[提示文]:

ことほぐ 公演情報 intro「ことほぐ」の観てきた!クチコミとコメント

  • 満足度★★★★★

    幸せとは相対的な物なのかもしれない
    一見、不幸せのように見える。

    ただ、よくよく考えてみると、不幸せとばかりも言えないように思う。

    幸せは相対的なものだから、
    一見、不幸せにも見えるが、それを外から羨ましがっている存在も、
    きちんと存在する。

    また、過去の筆者の作品を観た感想から、
    この作品が単純な
    『幸せ・不幸せ』
    の構図ばかりでないことも分かる。

    登場する女性は、一見、3人。

    ただし、冷静に観察すれば「女性」がもう一人存在する。

    ネタバレBOX

    実際の同性愛者の心理と言うのは、自分には不明だ。

    ほとんど接点が無いからだ。
    (仙台貨物の「芸スクール漢組」にでも入学すれ分かるのかもしれないが死んでも入らん(笑

    ただ、筆者はこの物語に登場する一人の同性愛者に、
    女性の心を持った男性を配置したと自分は受け止めた。

    そういう意味で、登場する女性は4人だ。

    つまり、女性の心を持った人が4人。
    また、男性の体を持った人が4人。
    登場人物は7人(ややこしいな

    一見、男性4人の女性3人で男性が多いように見えるが、
    実は(ほぼ)同数だ。

    女性(の体を持った)3人は、妊娠している。

[表示データ]:
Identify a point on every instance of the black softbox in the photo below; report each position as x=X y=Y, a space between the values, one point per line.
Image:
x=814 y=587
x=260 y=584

[課題]:
「ことほぐ」のクチコミを読んで、次の問いに答えてください。
1. 満足度には星がいくつ付いていますか。
2. 登場人物は全部で何人だと書かれていますか。
3. 女性の体を持った3人はどのような状態だと書かれていますか。

[解答]:
1. 星は5つです。
2. 7人です。
3. 妊娠しています。